[Start Given records]

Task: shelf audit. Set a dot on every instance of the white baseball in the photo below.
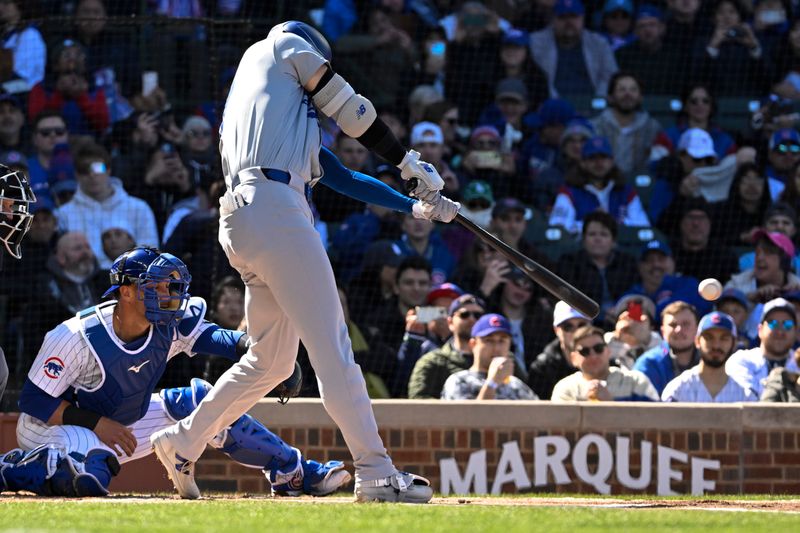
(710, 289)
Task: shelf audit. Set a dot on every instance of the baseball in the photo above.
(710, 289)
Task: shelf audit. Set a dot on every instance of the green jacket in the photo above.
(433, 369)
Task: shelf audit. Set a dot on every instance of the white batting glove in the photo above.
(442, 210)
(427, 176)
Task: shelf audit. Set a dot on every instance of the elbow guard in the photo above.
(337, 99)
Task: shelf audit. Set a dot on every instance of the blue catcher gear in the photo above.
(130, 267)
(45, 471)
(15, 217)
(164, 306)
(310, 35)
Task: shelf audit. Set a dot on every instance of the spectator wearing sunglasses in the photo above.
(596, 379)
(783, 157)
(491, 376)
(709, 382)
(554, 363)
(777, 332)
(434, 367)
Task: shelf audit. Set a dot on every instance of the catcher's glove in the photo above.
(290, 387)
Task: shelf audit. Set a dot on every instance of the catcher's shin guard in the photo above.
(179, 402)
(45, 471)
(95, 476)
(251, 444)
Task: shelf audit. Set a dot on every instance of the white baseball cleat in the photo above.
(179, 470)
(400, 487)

[End Given records]

#### Aim of the exercise
Please lay out every line of the records above as a JSON list of strings, one string per line, with blank lines skipped and the picture left out.

#### Final result
[
  "Task: shelf audit. Set a dot on every instance of the white baseball in the photo below.",
  "(710, 289)",
  "Task: shelf audit. Set a dot on every instance of the baseball in the photo above.",
  "(710, 289)",
  "Task: shelf audit. Set a dot on every instance of the green jacket in the photo above.",
  "(433, 369)",
  "Task: shelf audit. Set a dot on every instance of the white batting glove in the photo above.",
  "(442, 210)",
  "(427, 176)",
  "Task: shelf audit. Set a dot on every instance of the elbow guard in the photo above.",
  "(337, 99)",
  "Task: shelf audit. Set a dot on every instance of the blue catcher gear in the photo above.",
  "(130, 267)",
  "(45, 471)",
  "(15, 217)",
  "(164, 306)",
  "(310, 35)",
  "Task: shelf audit. Set a dot on every instance of the spectator wearing sunglasses in the photo above.",
  "(596, 379)",
  "(783, 157)",
  "(491, 376)",
  "(709, 382)",
  "(554, 363)",
  "(777, 332)",
  "(434, 367)",
  "Task: shelf audit. Set a dot on every instance of the catcher's glove in the photo above.",
  "(290, 387)",
  "Task: shelf audit. Set a dot on every instance of the catcher's shin guard in the photo above.",
  "(179, 402)",
  "(45, 471)",
  "(95, 476)",
  "(251, 444)",
  "Task: shelf audit. Set a dot on every instance of the white baseball cleat in the photo above.",
  "(179, 470)",
  "(400, 487)"
]